== Your objective ==
Rewrite the part of the records that opens at their start and closes with the line containing "[[[212,232],[400,230],[399,193],[230,190],[146,193]]]", putting "reduced" wherever "simplified" appears and keeping everything else the same.

---------- Raw records

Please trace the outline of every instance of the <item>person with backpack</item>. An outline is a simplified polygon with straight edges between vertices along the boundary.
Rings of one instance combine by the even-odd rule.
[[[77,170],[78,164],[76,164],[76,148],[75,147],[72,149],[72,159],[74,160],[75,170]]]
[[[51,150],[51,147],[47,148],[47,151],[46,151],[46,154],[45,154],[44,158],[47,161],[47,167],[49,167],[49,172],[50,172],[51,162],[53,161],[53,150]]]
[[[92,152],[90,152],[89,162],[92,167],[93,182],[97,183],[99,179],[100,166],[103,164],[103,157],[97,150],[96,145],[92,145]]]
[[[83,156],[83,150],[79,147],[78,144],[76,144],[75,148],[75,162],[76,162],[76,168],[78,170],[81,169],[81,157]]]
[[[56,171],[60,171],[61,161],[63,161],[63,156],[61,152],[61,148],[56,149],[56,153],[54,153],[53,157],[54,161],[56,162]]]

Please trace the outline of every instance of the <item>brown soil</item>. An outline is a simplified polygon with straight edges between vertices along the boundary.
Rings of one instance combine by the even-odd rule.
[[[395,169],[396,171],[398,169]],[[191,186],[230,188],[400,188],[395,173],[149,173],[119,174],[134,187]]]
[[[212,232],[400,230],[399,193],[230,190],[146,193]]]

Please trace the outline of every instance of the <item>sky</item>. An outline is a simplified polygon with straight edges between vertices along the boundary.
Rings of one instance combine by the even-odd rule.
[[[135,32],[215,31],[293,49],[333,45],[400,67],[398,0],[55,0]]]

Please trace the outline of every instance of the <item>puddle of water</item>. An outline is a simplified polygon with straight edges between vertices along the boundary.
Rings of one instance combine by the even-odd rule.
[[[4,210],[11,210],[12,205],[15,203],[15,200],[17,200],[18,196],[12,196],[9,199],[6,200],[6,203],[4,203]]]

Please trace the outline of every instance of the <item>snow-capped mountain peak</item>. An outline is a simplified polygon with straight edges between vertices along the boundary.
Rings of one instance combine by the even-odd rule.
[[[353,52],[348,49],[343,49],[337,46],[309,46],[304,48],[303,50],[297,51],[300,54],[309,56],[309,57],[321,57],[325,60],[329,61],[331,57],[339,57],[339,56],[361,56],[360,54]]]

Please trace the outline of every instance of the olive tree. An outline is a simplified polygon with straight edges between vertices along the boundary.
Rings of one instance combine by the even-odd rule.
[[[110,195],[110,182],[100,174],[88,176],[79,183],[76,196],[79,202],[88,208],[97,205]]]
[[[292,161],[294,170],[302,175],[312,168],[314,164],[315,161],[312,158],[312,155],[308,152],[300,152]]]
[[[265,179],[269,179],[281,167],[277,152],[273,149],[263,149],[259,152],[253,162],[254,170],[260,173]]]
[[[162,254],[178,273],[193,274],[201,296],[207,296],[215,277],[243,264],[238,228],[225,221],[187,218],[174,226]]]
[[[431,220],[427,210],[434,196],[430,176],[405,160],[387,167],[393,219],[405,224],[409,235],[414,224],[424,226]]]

--------------------

== Reply to the exercise ==
Please trace the outline of every instance of the <item>person with backpack</item>. An outline is a reduced polygon with straight edges between vertices along the boundary.
Rings of one instance combine by the even-odd rule.
[[[77,170],[78,164],[76,164],[76,148],[75,147],[72,149],[72,159],[74,160],[75,170]]]
[[[51,150],[51,147],[47,148],[47,151],[46,151],[46,154],[45,154],[44,158],[47,161],[47,167],[49,167],[49,172],[50,172],[51,162],[53,161],[53,150]]]
[[[92,152],[90,152],[89,162],[92,167],[93,182],[97,183],[99,179],[100,166],[103,164],[103,157],[97,150],[96,145],[92,145]]]
[[[83,156],[83,150],[79,147],[78,144],[76,144],[75,148],[75,162],[76,162],[76,168],[78,170],[81,169],[81,157]]]
[[[56,171],[60,171],[61,161],[63,161],[63,156],[61,152],[61,148],[56,149],[56,153],[54,153],[53,157],[54,161],[56,162]]]

Please trace the outline of every instance of the <item>brown soil</item>. An outline is a reduced polygon with straight edges between vertices along the boundary.
Rings of one instance combine by the even-odd rule.
[[[395,169],[396,171],[398,169]],[[191,186],[230,188],[400,188],[395,173],[149,173],[119,174],[134,187]]]
[[[212,232],[400,230],[399,193],[230,190],[146,193]]]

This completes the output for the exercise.